▶ [TASK OBJECTIVE]
In the listing below, how many lines hold the string "potato"? Reply with the number and nothing else.

▶ [RECORDS TO PROCESS]

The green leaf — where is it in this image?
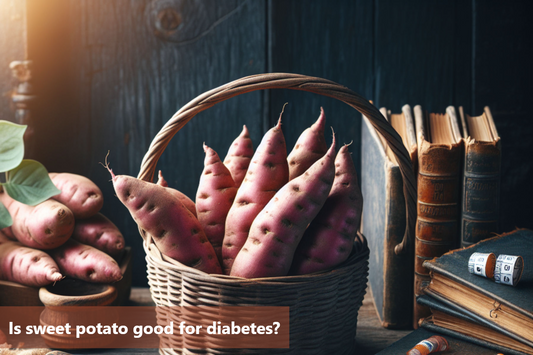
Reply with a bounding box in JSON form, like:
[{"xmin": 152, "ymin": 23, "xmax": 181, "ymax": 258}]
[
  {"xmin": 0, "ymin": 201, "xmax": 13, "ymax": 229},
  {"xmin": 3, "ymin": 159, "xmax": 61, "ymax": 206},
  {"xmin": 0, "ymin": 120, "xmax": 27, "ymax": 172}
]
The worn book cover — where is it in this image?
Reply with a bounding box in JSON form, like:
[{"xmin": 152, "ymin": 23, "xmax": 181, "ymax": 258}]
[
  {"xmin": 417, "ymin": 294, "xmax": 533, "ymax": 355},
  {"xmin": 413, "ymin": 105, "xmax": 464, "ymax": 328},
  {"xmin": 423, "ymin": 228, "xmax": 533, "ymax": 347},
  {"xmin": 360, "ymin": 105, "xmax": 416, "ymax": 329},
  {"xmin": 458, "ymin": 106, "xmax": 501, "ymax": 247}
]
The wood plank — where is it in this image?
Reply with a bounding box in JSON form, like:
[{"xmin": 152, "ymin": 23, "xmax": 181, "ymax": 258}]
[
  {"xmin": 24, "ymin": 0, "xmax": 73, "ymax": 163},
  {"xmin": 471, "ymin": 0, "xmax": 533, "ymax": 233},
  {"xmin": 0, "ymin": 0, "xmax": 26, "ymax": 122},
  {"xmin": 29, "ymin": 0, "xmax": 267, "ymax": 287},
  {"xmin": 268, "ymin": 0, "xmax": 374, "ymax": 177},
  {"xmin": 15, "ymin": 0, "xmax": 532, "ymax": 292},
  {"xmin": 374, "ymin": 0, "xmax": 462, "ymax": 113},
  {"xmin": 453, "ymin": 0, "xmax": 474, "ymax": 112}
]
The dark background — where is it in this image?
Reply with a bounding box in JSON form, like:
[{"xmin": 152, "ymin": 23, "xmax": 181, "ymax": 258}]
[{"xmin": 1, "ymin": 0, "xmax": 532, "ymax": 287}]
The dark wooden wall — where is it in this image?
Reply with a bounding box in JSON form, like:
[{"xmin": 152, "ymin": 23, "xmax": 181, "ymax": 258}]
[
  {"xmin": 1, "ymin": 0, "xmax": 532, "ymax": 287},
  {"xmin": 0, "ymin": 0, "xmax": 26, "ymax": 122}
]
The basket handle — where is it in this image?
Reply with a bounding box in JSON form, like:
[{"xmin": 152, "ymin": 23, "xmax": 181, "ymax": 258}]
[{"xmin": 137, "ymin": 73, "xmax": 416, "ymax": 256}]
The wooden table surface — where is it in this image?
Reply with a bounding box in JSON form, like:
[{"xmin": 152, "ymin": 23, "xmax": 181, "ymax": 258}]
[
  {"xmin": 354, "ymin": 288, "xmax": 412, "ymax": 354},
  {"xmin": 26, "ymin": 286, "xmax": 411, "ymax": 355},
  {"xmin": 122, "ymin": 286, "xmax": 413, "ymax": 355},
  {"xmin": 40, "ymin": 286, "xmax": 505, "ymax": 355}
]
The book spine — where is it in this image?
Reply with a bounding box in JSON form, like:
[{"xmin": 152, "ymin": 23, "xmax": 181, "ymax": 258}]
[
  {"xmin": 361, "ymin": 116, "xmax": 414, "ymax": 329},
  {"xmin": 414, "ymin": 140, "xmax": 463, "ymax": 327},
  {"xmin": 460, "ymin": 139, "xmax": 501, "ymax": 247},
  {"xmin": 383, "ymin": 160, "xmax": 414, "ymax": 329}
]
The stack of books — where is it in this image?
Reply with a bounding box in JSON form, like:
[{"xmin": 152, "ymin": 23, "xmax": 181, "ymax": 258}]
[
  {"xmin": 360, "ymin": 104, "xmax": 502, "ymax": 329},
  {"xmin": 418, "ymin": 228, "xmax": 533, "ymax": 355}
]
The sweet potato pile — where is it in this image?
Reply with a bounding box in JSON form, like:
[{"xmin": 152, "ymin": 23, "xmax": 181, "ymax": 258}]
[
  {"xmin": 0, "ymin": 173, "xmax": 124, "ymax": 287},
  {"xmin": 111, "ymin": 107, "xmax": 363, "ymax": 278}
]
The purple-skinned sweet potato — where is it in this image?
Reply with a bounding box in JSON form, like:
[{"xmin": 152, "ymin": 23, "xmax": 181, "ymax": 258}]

▶ [ANSWER SPACE]
2